## Written instruction:
Recast every line of the items below as a Markdown table with the columns Number and Content, numbering each row and skipping blank lines. Leave the pictures out of your table.

### Material to process

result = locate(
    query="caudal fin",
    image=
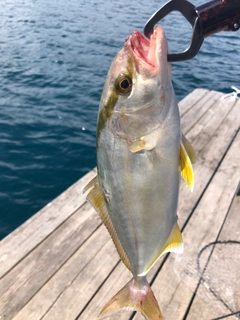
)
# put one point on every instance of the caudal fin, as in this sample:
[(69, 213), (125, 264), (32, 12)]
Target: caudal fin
[(137, 295)]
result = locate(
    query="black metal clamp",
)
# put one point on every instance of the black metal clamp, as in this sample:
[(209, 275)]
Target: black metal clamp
[(207, 19)]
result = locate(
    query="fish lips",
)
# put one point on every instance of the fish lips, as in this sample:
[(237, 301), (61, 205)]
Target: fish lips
[(149, 55)]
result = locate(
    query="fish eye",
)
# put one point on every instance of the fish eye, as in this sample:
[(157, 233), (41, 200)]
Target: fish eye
[(123, 84)]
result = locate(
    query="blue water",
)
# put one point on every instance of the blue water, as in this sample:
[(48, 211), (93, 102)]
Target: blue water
[(54, 56)]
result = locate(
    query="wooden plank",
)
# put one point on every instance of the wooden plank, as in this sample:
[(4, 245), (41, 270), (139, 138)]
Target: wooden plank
[(23, 281), (25, 238), (177, 280), (115, 282), (221, 280), (69, 290)]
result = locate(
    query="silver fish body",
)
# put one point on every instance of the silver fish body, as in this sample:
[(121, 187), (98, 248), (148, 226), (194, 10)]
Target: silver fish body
[(141, 188), (140, 153)]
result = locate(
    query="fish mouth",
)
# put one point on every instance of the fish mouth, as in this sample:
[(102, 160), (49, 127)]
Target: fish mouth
[(151, 52), (140, 47)]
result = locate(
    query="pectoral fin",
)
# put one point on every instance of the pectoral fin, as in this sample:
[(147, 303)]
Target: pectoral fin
[(175, 243), (142, 144), (186, 167), (96, 199), (190, 151), (147, 142)]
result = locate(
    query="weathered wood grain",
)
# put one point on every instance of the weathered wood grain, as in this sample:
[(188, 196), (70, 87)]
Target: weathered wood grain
[(24, 239), (68, 268), (203, 173), (177, 280), (72, 286), (219, 293), (27, 278)]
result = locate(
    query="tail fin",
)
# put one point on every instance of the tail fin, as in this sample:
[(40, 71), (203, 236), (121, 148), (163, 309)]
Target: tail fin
[(137, 295)]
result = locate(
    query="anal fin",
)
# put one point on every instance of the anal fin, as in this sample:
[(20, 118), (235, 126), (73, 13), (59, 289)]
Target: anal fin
[(175, 243), (186, 167), (189, 148), (96, 199)]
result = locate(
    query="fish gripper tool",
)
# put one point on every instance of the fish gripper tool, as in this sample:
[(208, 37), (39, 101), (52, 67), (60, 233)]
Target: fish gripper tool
[(206, 19)]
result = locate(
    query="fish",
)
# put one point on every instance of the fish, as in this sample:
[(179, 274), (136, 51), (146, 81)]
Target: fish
[(141, 154)]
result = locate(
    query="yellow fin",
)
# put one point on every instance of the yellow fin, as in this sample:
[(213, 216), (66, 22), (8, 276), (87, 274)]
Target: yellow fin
[(96, 199), (91, 184), (190, 151), (186, 167), (175, 243)]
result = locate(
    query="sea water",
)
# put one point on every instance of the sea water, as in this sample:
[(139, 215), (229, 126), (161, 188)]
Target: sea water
[(54, 57)]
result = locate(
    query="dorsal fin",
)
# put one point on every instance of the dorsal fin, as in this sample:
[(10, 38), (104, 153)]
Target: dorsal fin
[(186, 167), (96, 199)]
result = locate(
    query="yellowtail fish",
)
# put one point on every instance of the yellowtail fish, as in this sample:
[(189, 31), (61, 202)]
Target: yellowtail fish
[(140, 154)]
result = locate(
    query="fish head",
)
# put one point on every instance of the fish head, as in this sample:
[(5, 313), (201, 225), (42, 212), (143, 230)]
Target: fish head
[(138, 87)]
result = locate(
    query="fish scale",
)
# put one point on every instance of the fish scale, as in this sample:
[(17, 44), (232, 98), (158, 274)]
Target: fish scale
[(140, 154)]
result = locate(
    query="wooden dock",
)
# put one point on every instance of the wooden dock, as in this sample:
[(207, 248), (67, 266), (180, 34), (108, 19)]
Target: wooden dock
[(61, 263)]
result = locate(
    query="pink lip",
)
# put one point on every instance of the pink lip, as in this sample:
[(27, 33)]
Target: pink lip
[(140, 47)]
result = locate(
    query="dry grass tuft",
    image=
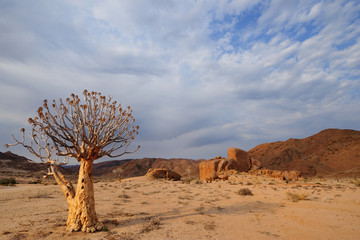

######

## Written response:
| Number | Content |
|---|---|
| 1 | result = locate( |
| 2 |     query="caudal fin", |
| 3 |     image= |
| 4 | ) |
| 5 | # put one point on every instance of the caudal fin, as in this sample: |
| 6 | [(69, 213), (125, 264), (32, 12)] |
| 7 | Target: caudal fin |
| 8 | [(137, 295)] |
| 9 | result = locate( |
| 10 |     query="black metal clamp", |
| 11 | ) |
| 12 | # put one point on every instance of the black metal clamp, as in this sample: |
| 13 | [(209, 275)] |
| 14 | Target: black metal clamp |
| 15 | [(207, 19)] |
| 16 | result = locate( |
| 17 |     query="fish lips", |
| 18 | ) |
| 19 | # put one point on every instance of the fish lips, as in this sample: |
| 20 | [(237, 301), (61, 205)] |
| 21 | Target: fish lips |
| 22 | [(149, 55)] |
| 23 | result = locate( |
| 24 |     query="fish eye", |
| 25 | ) |
| 26 | # put one point on every instance of the fish eye, as in this sample: |
| 27 | [(157, 233), (41, 200)] |
| 28 | Target: fish eye |
| 29 | [(123, 84)] |
| 30 | result = locate( |
| 31 |     query="blue water", |
| 32 | ) |
| 33 | # put one point on every instance of the blue water, as in this sample: |
| 34 | [(48, 211), (93, 102)] |
| 35 | Target: blue water |
| 36 | [(54, 56)] |
| 37 | result = locate( |
| 38 |     query="wooden plank", |
| 39 | ) |
| 40 | # put one point on every instance of the wooden plank, as in this sample: |
| 41 | [(4, 245), (41, 270), (139, 138)] |
| 42 | Target: wooden plank |
| 43 | [(23, 281), (25, 238), (177, 280), (115, 282), (221, 280), (69, 290)] |
| 44 | result = locate( |
| 45 |     query="silver fish body", |
| 46 | ) |
| 47 | # put one point on every instance of the silver fish body, as in this sample: |
| 48 | [(121, 187), (98, 248), (148, 226), (194, 10)] |
| 49 | Target: silver fish body |
| 50 | [(141, 188), (140, 153)] |
| 51 | result = locate( |
| 52 |     query="fish mouth", |
| 53 | ) |
| 54 | # put one point on every instance of the fish mouth, as in this sample: |
| 55 | [(102, 160), (49, 127)] |
| 56 | Target: fish mouth |
| 57 | [(151, 52), (140, 47)] |
| 58 | result = locate( |
| 59 |     query="pectoral fin", |
| 60 | ) |
| 61 | # put one point on every instance of the pectoral fin, as in this sample: |
| 62 | [(147, 303)] |
| 63 | Target: pectoral fin |
| 64 | [(175, 243), (142, 144), (186, 167), (96, 199), (190, 151), (147, 142)] |
| 65 | result = locate( |
| 66 |     query="weathered wood grain", |
| 67 | ) |
| 68 | # put one point on every instance of the weathered wood grain, as in this sample: |
| 69 | [(188, 196), (70, 87)] |
| 70 | Target: weathered wood grain |
| 71 | [(24, 239), (68, 268), (203, 173), (177, 280), (72, 286), (219, 293), (27, 278)] |
| 72 | result = locate( |
| 73 |     query="tail fin", |
| 74 | ) |
| 75 | # put one point on every instance of the tail fin, as in this sample: |
| 76 | [(40, 71), (203, 236), (121, 148), (163, 309)] |
| 77 | Target: tail fin |
| 78 | [(137, 295)] |
| 79 | result = locate( |
| 80 |     query="anal fin", |
| 81 | ) |
| 82 | # put one point on every instance of the anal fin, as in this sample: |
| 83 | [(20, 118), (235, 126), (73, 13), (59, 289)] |
| 84 | Target: anal fin |
| 85 | [(175, 243), (186, 167), (189, 148), (96, 199)] |
| 86 | result = locate( |
| 87 |     query="fish gripper tool", |
| 88 | ) |
| 89 | # put one point on every instance of the fish gripper tool, as in this sample: |
| 90 | [(208, 37), (39, 101), (52, 67), (60, 233)] |
| 91 | Target: fish gripper tool |
| 92 | [(206, 19)] |
| 93 | result = locate( |
| 94 |     query="fish", |
| 95 | ) |
| 96 | # put one point on every instance of the fish, as in this sample: |
| 97 | [(179, 274), (136, 51), (146, 81)] |
| 98 | Target: fish |
| 99 | [(141, 154)] |
| 100 | result = locate( |
| 101 |     query="yellow fin", |
| 102 | ) |
| 103 | # put one point on every instance of the yellow fin, as in this sample: |
| 104 | [(213, 216), (66, 22), (8, 276), (87, 274)] |
| 105 | Target: yellow fin |
| 106 | [(96, 199), (91, 184), (190, 151), (186, 167), (175, 243)] |
| 107 | result = locate( |
| 108 |     query="sea water", |
| 109 | ) |
| 110 | # put one point on every instance of the sea water, as in this sample: |
| 111 | [(139, 215), (229, 126), (161, 188)] |
| 112 | Target: sea water |
| 113 | [(54, 57)] |
| 114 | result = locate( |
| 115 |     query="dorsal fin", |
| 116 | ) |
| 117 | # put one point on every instance of the dorsal fin, as in this sample: |
| 118 | [(10, 38), (104, 153)] |
| 119 | Target: dorsal fin |
| 120 | [(186, 167), (96, 199)] |
| 121 | result = locate( |
| 122 |     query="yellowtail fish", |
| 123 | ) |
| 124 | # put one point on every instance of the yellowtail fish, as in this sample: |
| 125 | [(189, 31), (61, 202)] |
| 126 | Target: yellowtail fish |
| 127 | [(140, 154)] |
| 128 | result = locate( |
| 129 |     query="fish head", |
| 130 | ) |
| 131 | # put one point on every instance of the fish head, as in this sample: |
| 132 | [(5, 313), (201, 225), (42, 212), (143, 230)] |
| 133 | Target: fish head |
| 134 | [(138, 87)] |
| 135 | result = locate( |
| 136 |     query="fish scale", |
| 137 | ) |
| 138 | # put one point on every instance of the fish scale, as in this sample: |
| 139 | [(17, 44), (232, 98), (158, 274)] |
| 140 | Target: fish scale |
| 141 | [(140, 154)] |
| 142 | result = locate( |
| 143 |     query="wooden dock", |
| 144 | ) |
| 145 | # put one point on every instance of the wooden dock, as in this sample: |
| 146 | [(207, 248), (67, 266), (180, 34), (108, 19)] |
| 147 | Target: wooden dock |
| 148 | [(61, 263)] |
| 149 | result = locate( |
| 150 |     query="pink lip", |
| 151 | ) |
| 152 | # put one point on every instance of the pink lip, as in this sample: |
| 153 | [(27, 33)] |
| 154 | Target: pink lip |
| 155 | [(140, 47)] |
| 156 | result = locate( |
| 157 |     query="dry grass tuft", |
| 158 |     image= |